▶ **DOCUMENT SEGMENT**
A restrictive endorsement controls the use of a financial instrument, typically a check. The most recognized form of restrictive endorsement is “For Deposit Only,” which limits the ability to cash a check over the counter or endorse the check to a third party.

Restrictive endorsements, however, can also be used to resolve disputes.  For example, an owner in a dispute with a contractor may issue a check to the contractor on which the owner writes "payment in full" or similar words.  If the contractor deposits that check, does that resolve the dispute?  The answer depends on what law governs and how the contractor accepts the payment.

In Oregon, depositing a check endorsed as “payment in full” generally does not discharge a disputed debt.  Oregon law restricts an owner’s (or any other debtor’s) attempts to unilaterally settle a disputed claim simply by sending a check with language on it stating the contractor’s (or any other creditor’s) deposit of the check constitutes a settlement of the dispute.  ORS 73.0311.  Thus, in Oregon, an owner may not successfully discharge a debt for a reduced sum through a restrictive endorsement on the face of the check or accompanying letter.

▶ **EXERCISE REQUIREMENTS**
1 - According to the passage on restrictive endorsements, what is the most recognized form of restrictive endorsement?
2 - Write the next part of the passage on restrictive endorsements, picking up after its final sentence.
The entries that follow have no connection to the passage on restrictive endorsements.

▶ **GIVEN DATA**
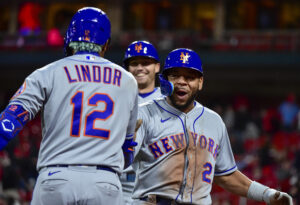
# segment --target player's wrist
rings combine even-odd
[[[271,193],[273,193],[269,187],[262,185],[256,181],[252,181],[248,189],[247,198],[255,201],[270,202]]]
[[[267,189],[264,193],[263,193],[263,200],[264,202],[266,202],[267,204],[270,203],[271,198],[274,197],[275,193],[277,192],[277,190],[275,189]]]

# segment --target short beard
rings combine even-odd
[[[173,95],[169,96],[169,98],[170,98],[170,101],[171,101],[172,105],[173,105],[176,109],[178,109],[178,110],[180,110],[180,111],[183,111],[183,110],[185,110],[186,108],[188,108],[189,106],[191,106],[191,104],[194,103],[194,101],[196,100],[196,98],[197,98],[197,96],[198,96],[198,93],[199,93],[199,92],[194,93],[194,94],[187,100],[187,102],[186,102],[184,105],[177,105],[176,102],[175,102],[175,99],[174,99],[174,96],[173,96]]]

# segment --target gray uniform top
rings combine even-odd
[[[138,100],[131,73],[96,55],[63,58],[29,75],[10,104],[40,110],[37,168],[106,165],[121,173],[122,144],[134,134]]]
[[[156,87],[154,88],[154,90],[150,93],[146,93],[146,94],[139,94],[139,100],[138,100],[138,103],[141,104],[141,103],[145,103],[145,102],[148,102],[150,100],[153,100],[153,99],[156,99],[156,98],[160,98],[162,97],[163,95],[161,94],[161,91],[160,91],[160,88],[159,87]]]
[[[162,96],[163,95],[161,94],[160,88],[156,87],[150,93],[139,94],[138,103],[142,104],[142,103],[145,103],[148,101],[152,101],[153,99],[160,98]],[[127,169],[125,169],[123,171],[123,173],[133,173],[133,172],[134,172],[134,170],[133,170],[132,166],[129,166]],[[128,180],[126,174],[123,174],[121,176],[121,182],[122,182],[123,191],[132,193],[133,188],[134,188],[134,179],[132,179],[132,181]]]
[[[221,117],[194,103],[187,114],[165,98],[139,107],[143,123],[136,138],[133,198],[154,194],[178,202],[211,204],[214,175],[237,169]]]

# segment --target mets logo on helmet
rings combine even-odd
[[[140,52],[143,48],[142,48],[142,44],[135,44],[134,49],[136,50],[136,52]]]
[[[90,41],[91,37],[90,37],[90,30],[85,30],[84,31],[84,40],[85,41]]]
[[[181,52],[180,54],[180,60],[182,61],[182,63],[188,63],[190,57],[191,56],[189,55],[189,53],[184,54],[183,52]]]

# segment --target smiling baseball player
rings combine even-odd
[[[67,57],[29,75],[1,113],[1,149],[42,113],[32,205],[123,202],[121,148],[132,144],[138,88],[132,74],[103,58],[110,27],[100,9],[80,9],[65,36]]]
[[[148,41],[134,41],[125,52],[125,68],[133,74],[139,89],[138,103],[162,97],[159,87],[155,87],[155,75],[160,70],[160,63],[155,47]],[[132,204],[135,173],[132,167],[123,171],[121,183],[124,204]]]
[[[169,53],[160,76],[162,93],[139,107],[134,204],[212,204],[215,182],[224,189],[269,204],[292,198],[243,175],[236,166],[221,117],[195,101],[203,86],[202,62],[190,49]]]

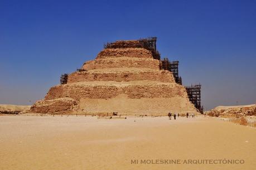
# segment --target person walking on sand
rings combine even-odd
[[[169,116],[169,120],[172,119],[172,114],[171,113],[168,113],[168,116]]]

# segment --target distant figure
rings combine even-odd
[[[169,116],[169,120],[172,119],[172,114],[171,113],[168,113],[168,116]]]

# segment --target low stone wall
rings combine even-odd
[[[81,98],[109,99],[125,94],[129,98],[172,98],[176,96],[187,98],[185,89],[177,84],[129,85],[125,86],[88,85],[84,84],[65,84],[51,88],[45,100],[64,97],[76,100]]]
[[[86,62],[82,67],[85,70],[111,68],[149,68],[160,69],[160,62],[151,59],[129,59],[122,57],[107,60],[94,60]]]
[[[175,82],[172,73],[168,71],[88,72],[77,71],[69,75],[67,84],[80,81],[152,80]]]
[[[107,48],[100,51],[96,59],[115,57],[138,57],[153,59],[152,52],[144,48]]]

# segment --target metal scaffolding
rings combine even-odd
[[[137,40],[138,43],[133,43],[132,41],[119,41],[114,42],[107,42],[107,44],[104,44],[104,48],[143,48],[151,51],[154,59],[160,60],[160,54],[156,48],[157,39],[157,38],[156,37],[141,38]]]
[[[60,84],[67,84],[68,76],[69,76],[69,75],[67,74],[62,74],[61,76],[60,77]]]
[[[172,62],[169,61],[168,58],[163,58],[162,61],[162,69],[163,70],[169,70],[173,75],[175,79],[175,82],[182,85],[182,81],[181,77],[178,76],[178,61],[173,61]]]
[[[189,100],[201,113],[203,113],[204,108],[201,106],[201,84],[186,86]]]

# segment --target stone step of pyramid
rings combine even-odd
[[[86,62],[82,67],[86,70],[108,68],[149,68],[160,70],[160,61],[151,58],[120,57],[98,59]]]
[[[175,82],[171,72],[166,70],[104,70],[96,71],[76,71],[69,75],[67,84],[80,81],[152,80]]]

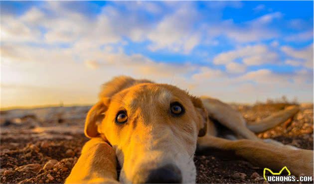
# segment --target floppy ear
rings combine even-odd
[[[207,132],[207,122],[208,121],[208,114],[207,110],[204,107],[203,102],[200,98],[191,96],[192,102],[195,107],[198,116],[198,124],[199,128],[198,137],[205,136]]]
[[[88,111],[84,128],[84,133],[86,137],[91,138],[100,135],[97,130],[98,127],[105,118],[104,113],[108,109],[110,101],[109,98],[101,99]]]

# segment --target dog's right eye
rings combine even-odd
[[[116,117],[116,122],[119,124],[123,124],[128,121],[128,114],[127,112],[124,110],[120,111],[117,114]]]

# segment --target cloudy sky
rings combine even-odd
[[[128,75],[313,101],[313,1],[1,1],[1,107],[92,104]]]

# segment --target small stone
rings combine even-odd
[[[40,165],[38,164],[30,164],[20,166],[15,168],[15,171],[19,172],[31,171],[37,173],[41,169]]]
[[[12,174],[13,173],[14,173],[13,170],[12,170],[11,169],[8,169],[7,170],[3,172],[3,176],[9,175]]]
[[[49,143],[46,141],[43,141],[40,144],[40,147],[43,148],[48,148],[49,147]]]
[[[54,179],[54,178],[51,175],[50,175],[50,174],[48,174],[48,175],[47,175],[47,178],[48,178],[49,180],[50,180],[50,181],[53,180]]]
[[[75,155],[75,153],[72,150],[71,150],[71,149],[69,149],[65,152],[65,154],[70,157],[74,157]]]
[[[256,178],[259,178],[260,177],[260,175],[256,172],[254,172],[252,175],[251,176],[251,178],[252,179],[255,179]]]
[[[52,169],[53,166],[58,163],[58,161],[56,160],[50,160],[48,161],[43,167],[43,169],[45,170],[49,170]]]
[[[255,182],[256,183],[259,183],[260,182],[259,182],[260,181],[262,180],[262,179],[263,179],[262,178],[257,177],[257,178],[256,178],[256,179],[254,179],[254,182]]]
[[[68,170],[69,170],[69,169],[68,169],[67,168],[65,168],[65,167],[64,167],[64,168],[62,168],[62,169],[61,169],[61,170],[62,170],[62,171],[68,171]]]
[[[244,180],[245,179],[245,177],[246,177],[246,175],[242,173],[236,173],[231,176],[231,178],[234,179]]]
[[[240,173],[240,178],[242,179],[242,180],[244,180],[245,179],[245,177],[246,177],[246,175],[244,173]]]
[[[240,179],[240,174],[239,173],[236,173],[231,176],[231,178],[234,179]]]
[[[36,152],[38,152],[39,150],[40,150],[40,149],[38,147],[33,144],[31,144],[30,145],[29,145],[29,147],[32,150],[35,150]]]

▶ **OUTPUTS BY TASK**
1 - The most recognized form is “For Deposit Only.”

2 -
In Washington, by contrast, depositing a “payment in full” check usually does satisfy a disputed debt.  Washington law allows an owner to unilaterally settle a disputed claim simply by sending a check with this type of language on it.  RCW 62A.3-311.  Thus, in Washington, an owner may successfully discharge a debt for a reduced sum through a restrictive endorsement on the face of the check or accompanying letter.

Of course there are exceptions to each state’s general rule.  In Oregon, if the contractor accepts the check in writing, then a “payment in full” check will discharge the disputed debt.  If the contractor is an organization, the written acceptance must come from an officer or employee with authority to settle the claim.

In Washington, if the contractor notifies the owner that payment must be sent to a specific person or place, then the owner must send the “payment in full” check to that person or place or the debt is not discharged.  Also, the debt is not discharged if the contractor, within 90 days of depositing the “payment in full” check, returns the payment to the owner.

Applying Oregon's or Washington’s laws becomes even more complex when an Oregon contractor is performing work on a Washington project or vice versa.  Oregon law provides that only the law of Oregon applies to Oregon projects, but Washington has no such limitation.  Obviously, the safest course of action for a contractor or owner is to seek experienced legal counsel when sending or accepting a “payment in full” check.  As an owner, you don’t want to assume your worries are gone because you stamped a few words on a check.  And as a contractor, you don’t want to be wrangled into an unfortunate situation because you were eager to get that money in the bank.